----- SUPPLIED MATERIAL

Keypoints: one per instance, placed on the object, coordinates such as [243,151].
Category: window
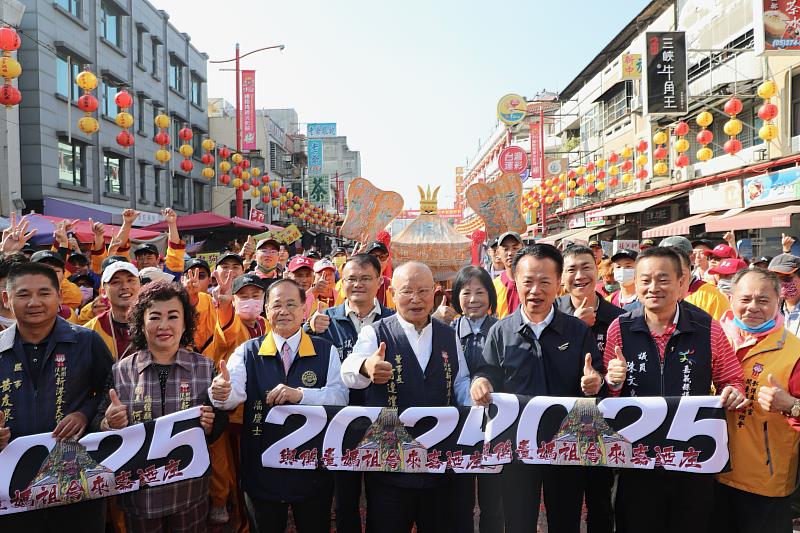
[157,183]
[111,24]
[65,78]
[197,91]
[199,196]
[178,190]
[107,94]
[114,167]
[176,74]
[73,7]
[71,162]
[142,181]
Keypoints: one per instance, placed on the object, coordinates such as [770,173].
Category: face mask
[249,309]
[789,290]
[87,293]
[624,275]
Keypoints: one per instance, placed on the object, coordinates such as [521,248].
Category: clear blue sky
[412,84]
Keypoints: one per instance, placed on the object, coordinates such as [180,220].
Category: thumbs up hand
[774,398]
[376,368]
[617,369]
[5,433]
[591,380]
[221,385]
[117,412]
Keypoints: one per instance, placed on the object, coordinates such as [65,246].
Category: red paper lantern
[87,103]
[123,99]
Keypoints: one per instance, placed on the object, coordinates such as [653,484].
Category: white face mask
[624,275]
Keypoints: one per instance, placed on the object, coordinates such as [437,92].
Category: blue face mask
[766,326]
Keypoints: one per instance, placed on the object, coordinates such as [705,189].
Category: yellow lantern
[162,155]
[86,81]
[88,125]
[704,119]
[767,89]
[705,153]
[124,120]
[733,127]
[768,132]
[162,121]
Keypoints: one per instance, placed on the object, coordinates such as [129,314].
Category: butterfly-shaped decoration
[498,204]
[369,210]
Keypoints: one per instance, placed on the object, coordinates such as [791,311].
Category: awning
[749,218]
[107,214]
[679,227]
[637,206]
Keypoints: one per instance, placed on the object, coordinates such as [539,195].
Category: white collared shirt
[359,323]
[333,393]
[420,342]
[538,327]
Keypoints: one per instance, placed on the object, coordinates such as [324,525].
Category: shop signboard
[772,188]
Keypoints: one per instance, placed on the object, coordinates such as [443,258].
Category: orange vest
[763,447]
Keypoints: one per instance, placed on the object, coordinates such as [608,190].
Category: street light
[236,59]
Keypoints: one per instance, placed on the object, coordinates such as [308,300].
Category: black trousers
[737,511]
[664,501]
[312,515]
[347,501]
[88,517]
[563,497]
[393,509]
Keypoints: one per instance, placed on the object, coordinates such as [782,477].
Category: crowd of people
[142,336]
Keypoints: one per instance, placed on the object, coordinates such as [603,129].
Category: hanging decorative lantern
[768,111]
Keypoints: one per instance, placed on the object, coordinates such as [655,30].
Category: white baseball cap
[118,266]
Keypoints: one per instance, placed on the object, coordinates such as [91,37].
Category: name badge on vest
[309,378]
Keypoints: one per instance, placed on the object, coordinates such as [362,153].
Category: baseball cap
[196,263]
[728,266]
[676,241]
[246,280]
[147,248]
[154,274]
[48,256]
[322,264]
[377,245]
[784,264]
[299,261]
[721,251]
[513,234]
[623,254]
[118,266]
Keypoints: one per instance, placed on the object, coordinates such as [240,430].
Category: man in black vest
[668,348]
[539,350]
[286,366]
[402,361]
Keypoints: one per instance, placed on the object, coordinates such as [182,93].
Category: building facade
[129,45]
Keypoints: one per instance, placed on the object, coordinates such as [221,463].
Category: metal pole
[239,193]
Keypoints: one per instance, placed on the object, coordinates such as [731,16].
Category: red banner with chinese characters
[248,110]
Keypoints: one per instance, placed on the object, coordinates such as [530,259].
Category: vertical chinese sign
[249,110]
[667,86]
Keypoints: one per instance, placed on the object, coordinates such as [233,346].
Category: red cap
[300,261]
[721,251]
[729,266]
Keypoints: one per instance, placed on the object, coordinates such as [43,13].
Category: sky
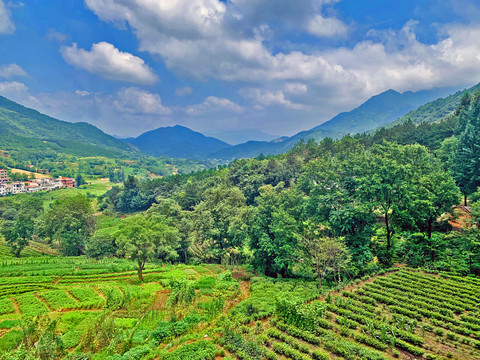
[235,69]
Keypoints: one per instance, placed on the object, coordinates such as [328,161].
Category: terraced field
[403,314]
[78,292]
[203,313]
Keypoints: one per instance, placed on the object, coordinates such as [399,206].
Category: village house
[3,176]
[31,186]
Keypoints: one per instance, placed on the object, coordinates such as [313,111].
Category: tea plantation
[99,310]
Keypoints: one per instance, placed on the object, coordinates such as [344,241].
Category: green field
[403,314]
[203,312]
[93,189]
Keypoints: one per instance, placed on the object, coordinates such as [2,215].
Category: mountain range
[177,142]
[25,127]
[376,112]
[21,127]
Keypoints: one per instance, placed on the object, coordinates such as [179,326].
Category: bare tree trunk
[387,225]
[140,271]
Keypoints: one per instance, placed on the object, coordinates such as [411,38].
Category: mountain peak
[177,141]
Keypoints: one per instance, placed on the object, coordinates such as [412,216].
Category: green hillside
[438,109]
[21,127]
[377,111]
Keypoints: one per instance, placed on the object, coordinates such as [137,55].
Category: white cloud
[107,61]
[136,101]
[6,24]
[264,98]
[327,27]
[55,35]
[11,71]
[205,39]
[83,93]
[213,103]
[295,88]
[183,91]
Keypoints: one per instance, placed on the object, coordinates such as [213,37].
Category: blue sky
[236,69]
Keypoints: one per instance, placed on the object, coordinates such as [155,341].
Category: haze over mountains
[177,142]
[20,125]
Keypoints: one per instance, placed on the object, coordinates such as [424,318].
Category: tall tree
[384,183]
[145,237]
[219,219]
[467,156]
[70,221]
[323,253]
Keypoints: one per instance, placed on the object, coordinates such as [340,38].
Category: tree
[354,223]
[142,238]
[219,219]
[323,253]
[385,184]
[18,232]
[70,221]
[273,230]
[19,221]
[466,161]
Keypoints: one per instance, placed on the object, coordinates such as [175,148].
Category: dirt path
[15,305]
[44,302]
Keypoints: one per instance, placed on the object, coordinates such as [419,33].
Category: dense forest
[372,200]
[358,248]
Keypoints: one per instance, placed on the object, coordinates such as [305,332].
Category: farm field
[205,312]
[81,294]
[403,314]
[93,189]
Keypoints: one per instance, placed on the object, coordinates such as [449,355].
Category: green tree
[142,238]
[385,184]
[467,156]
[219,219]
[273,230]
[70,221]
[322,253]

----------
----- SUPPLIED MATERIAL

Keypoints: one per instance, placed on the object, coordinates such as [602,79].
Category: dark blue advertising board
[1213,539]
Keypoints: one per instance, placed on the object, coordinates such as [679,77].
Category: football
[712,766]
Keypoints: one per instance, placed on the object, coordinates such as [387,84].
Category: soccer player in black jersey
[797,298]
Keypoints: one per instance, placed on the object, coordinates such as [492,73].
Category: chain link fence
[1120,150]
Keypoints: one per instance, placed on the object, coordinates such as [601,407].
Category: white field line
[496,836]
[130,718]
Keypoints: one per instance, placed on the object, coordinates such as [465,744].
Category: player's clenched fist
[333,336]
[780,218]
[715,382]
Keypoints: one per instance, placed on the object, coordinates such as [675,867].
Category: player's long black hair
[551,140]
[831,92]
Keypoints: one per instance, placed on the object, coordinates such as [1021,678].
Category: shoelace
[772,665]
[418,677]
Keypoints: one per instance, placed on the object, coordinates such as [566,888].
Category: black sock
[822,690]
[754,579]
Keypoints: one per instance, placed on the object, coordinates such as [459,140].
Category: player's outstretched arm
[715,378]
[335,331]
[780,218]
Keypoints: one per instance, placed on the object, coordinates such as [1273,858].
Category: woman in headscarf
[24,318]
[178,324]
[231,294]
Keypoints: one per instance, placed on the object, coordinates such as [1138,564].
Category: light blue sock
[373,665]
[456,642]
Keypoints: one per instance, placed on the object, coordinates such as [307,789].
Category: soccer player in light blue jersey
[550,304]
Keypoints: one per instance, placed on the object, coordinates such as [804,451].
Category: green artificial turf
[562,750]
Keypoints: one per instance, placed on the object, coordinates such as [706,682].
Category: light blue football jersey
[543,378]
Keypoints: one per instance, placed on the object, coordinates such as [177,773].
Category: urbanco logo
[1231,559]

----------
----- SUPPLIED MATERIAL

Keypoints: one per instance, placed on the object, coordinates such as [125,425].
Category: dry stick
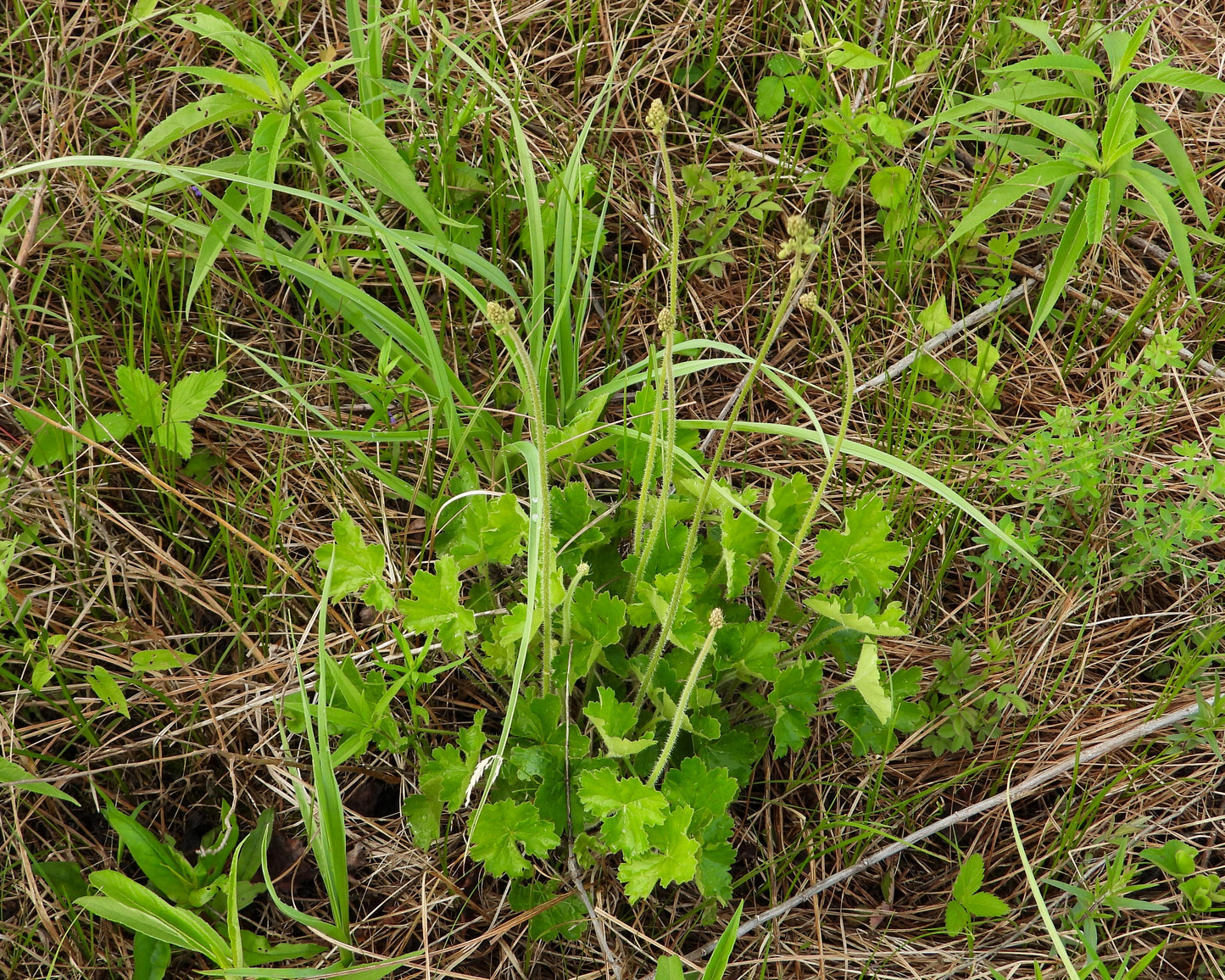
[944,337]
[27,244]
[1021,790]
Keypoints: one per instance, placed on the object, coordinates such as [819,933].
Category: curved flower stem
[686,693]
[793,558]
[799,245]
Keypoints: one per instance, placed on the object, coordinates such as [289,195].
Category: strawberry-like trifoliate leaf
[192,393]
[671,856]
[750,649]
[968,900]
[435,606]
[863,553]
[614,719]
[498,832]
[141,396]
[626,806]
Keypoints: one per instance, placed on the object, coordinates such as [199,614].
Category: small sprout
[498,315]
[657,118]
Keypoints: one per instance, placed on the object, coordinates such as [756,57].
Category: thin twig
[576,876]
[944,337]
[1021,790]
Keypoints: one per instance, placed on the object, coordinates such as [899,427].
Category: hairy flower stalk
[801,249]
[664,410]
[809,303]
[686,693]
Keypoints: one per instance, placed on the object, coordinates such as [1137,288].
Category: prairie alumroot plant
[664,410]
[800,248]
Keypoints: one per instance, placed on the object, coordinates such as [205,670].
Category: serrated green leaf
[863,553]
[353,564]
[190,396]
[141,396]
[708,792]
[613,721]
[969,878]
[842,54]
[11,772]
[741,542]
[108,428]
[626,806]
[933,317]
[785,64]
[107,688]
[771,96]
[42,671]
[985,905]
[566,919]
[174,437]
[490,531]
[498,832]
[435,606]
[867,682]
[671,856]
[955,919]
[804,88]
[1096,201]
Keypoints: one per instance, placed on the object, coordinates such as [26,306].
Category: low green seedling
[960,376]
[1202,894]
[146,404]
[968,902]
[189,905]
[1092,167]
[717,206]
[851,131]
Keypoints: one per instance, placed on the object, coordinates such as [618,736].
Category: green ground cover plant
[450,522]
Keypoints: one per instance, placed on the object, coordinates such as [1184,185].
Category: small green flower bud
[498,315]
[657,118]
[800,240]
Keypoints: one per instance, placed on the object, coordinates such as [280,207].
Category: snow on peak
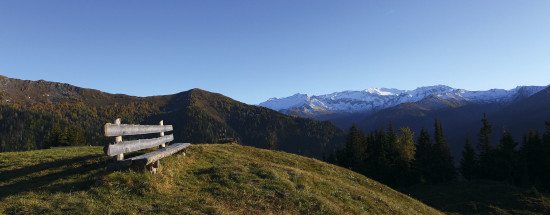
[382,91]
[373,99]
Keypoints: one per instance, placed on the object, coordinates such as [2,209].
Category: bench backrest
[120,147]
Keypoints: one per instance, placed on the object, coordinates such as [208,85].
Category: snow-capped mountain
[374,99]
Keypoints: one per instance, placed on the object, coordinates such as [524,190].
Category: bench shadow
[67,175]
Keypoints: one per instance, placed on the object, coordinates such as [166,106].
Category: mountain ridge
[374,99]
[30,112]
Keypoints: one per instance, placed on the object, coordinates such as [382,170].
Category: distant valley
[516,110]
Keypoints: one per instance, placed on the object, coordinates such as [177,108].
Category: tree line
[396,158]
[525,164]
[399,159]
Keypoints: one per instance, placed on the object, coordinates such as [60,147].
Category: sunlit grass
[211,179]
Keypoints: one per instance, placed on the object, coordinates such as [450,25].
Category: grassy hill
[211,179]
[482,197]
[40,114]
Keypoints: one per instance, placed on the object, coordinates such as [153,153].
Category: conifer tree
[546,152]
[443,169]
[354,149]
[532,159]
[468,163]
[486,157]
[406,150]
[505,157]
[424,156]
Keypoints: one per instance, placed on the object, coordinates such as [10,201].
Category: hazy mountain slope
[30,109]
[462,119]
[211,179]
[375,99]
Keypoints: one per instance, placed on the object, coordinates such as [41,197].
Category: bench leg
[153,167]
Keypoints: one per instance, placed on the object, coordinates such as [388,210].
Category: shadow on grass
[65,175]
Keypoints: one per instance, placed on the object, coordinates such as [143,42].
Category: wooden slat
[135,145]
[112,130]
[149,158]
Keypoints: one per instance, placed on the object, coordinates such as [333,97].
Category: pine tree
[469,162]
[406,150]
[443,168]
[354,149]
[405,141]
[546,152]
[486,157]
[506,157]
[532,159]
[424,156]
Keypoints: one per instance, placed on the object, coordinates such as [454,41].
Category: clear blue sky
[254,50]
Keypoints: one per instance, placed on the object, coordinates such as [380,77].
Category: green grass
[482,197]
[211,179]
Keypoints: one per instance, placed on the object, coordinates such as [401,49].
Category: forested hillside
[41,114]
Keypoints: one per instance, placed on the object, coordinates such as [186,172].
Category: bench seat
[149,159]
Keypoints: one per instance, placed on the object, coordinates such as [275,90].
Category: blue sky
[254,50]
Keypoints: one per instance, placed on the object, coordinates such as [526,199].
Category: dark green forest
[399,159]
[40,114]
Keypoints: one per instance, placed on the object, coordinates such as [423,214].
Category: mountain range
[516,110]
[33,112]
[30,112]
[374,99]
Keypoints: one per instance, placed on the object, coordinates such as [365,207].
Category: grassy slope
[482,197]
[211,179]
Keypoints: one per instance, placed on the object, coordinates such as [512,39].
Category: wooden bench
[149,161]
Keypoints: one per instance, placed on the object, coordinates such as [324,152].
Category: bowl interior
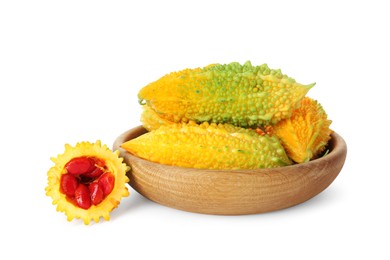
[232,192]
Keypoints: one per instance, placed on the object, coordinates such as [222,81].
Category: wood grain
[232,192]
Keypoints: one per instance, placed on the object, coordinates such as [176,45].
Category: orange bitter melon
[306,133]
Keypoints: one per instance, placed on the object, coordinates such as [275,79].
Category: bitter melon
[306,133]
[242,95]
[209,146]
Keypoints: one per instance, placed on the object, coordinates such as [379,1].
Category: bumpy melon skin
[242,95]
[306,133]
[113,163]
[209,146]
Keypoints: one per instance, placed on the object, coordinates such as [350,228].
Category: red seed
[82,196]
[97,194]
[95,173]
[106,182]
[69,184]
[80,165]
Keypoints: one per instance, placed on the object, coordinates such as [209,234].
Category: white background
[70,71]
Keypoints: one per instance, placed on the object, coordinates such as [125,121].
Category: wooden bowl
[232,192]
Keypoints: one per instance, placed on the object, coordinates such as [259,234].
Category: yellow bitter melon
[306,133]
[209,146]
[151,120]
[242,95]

----------

### INSTRUCTION
How many lines of the data above contain the string "lantern", matching case exactly? Reply with the number only.

### RESPONSE TO THIS EXERCISE
3